▶ **PROBLEMS TO SOLVE**:
**a.** Print the section of the forum posts about Westerns and films that starts at "Off-Topic Discussion / Re: White" and ends at "Speculation (Tarantino book)".
**b.** In the forum posts about Westerns and films, which actress is called more of a TV or comedy actress?
**c.** Write the next part of the forum posts about Westerns and films, picking up after their last line.

I wonder if Call of Juarez is worth playing.
Fast forward over a decade later and I love the game, but it does take some time to get going and I hated those cattle missions early on. I love the filmic look of RDR, same for the music. There's definitely a spaghetti influence there. While I also love the sequel, I thought something was lost in its hyper realistic visuals and more ambient soundtrack, which is very well done.

When I play videogames these days, it's retro games (who would have guessed with my taste), but I will say that I will always make the time for any open world game set in the old west, a realistic feudal Japan, the 20th Century US or anything Blade Runner or cyperpunk influenced.

Sorry for necroing this but I'm watching a let's play and I'm nearly done. Damn. For such an old game it looks really beautiful. Also, a lot of Peckinpah vibes in this one, especially the Mexico portion and the whole melancholy showdown with our ex-mentor.

(I'd play it but I'm really lazy at big open world games. I have been playing Elden Ring for over a year and I'm just now getting to Fire Giant, still have a lot to do in Volcano Manor although I have access to Rykard thanks to the assassinations, and I just entered Ainsel River Main. And I still never finished the Skyrim DLCs or the Dark Brotherhood despite having about a dozen characters. There is just too much stuff in these games!)
RDR 2 took me almost a year and a half to beat haha.

I agree with you about the Peckinpah influence in RDR. I also thought there was a lot of Spaghetti in there as well. It's a shame that RDR 2 had much more of a historical slant, because the first game felt more like movie towns. But the sequel's version of New Orleans was fantastic.

Off-Topic Discussion / Re: White Sands (1992)
« on: May 03, 2024, 08:54:11 AM »
I also like RRW a great deal, and I agree the two combined would have made a masterpiece. Lara Flynn Boyle was never my cup of tea; and in RRW she was also very young, making it kinda hard to believe she would be J. T. Walsh's wife, and even more so - that they menaged to pull a heist and retire without anyone finding out.
The younger wife can work and be believable, think Jennifer Lopez in U-Turn (a sort of bizarro take on Red Rock West), but Lara Flynn Boyle is more of a TV or comedy actress, and she couldn't pull this off whatsoever. It's a shame that Linda Fiorentino wasn't also cast in Red Rock West. You can probably throw a dart at 90's actresses in the age range to play that role and would find someone much better.

Off-Topic Discussion / Re: Cinema Speculation (Tarantino book)
« on: May 01, 2024, 09:52:43 PM »

▶ **INFORMATION PROVIDED**:
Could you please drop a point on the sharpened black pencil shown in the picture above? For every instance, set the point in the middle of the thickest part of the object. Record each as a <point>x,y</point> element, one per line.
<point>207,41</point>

▶ **RESULTS**:
**a.**
Off-Topic Discussion / Re: White Sands (1992)
« on: May 03, 2024, 08:54:11 AM »
I also like RRW a great deal, and I agree the two combined would have made a masterpiece. Lara Flynn Boyle was never my cup of tea; and in RRW she was also very young, making it kinda hard to believe she would be J. T. Walsh's wife, and even more so - that they menaged to pull a heist and retire without anyone finding out.
The younger wife can work and be believable, think Jennifer Lopez in U-Turn (a sort of bizarro take on Red Rock West), but Lara Flynn Boyle is more of a TV or comedy actress, and she couldn't pull this off whatsoever. It's a shame that Linda Fiorentino wasn't also cast in Red Rock West. You can probably throw a dart at 90's actresses in the age range to play that role and would find someone much better.

Off-Topic Discussion / Re: Cinema Speculation (Tarantino book)

**b.** Lara Flynn Boyle

**c.**
Here's an excerpt talking about Point Black and The Outfit (and more generally about all the adaptations of Parker novels), but with film clips to help make his points:

While I respect his opinions, his take on Point Blank is completely bizarre. Comparing it to 60's TV is insane. I would say it's the closest thing we have to Leone directing a (non epic) crime film from that timeframe. While it lacks the explosive Leone final action scene, it has that Leone philosophy of every scene being memorable with no wasted opportunities for something interesting to happen on screen at all times. It doesn't have the beats of normal movies.

I'd also argue that Carroll O'Connor's casting and performance was unique in that it wasn't some dastardly evil head of the operation -- rather the crime outfit in this movie is a bloated corporation that is only concerned with the bottom line. Tarantino whiffed on that aspect of it as well, and I wonder if he actually rewatched the movie, and didn't just watch a few clips and then blast the movie from memory. He also has such weird allegiances where he tries to tear something else down to prop up the thing he likes ala John Ford and William Whitney.

As much as I respect QT, he is one of those types that labels the 50's movies as "Doris Day movies", and that may be the single most obnoxious film take I've heard.

Off-Topic Discussion / Re: White Sands (1992)
« on: May 01, 2024, 09:32:34 PM »
I should say that I love Red Rock West, but I just don't think the visuals are as good as the script and atmosphere. Also, Lara Flynn Boyle is badly miscast as a femme fatale.

As for this movie, it is possibly quasi-forgettable, but I find it worthy because it's a well-shot desert noir with a great cast. But yeah, a B- was too generous even for a very forgiving grader like me.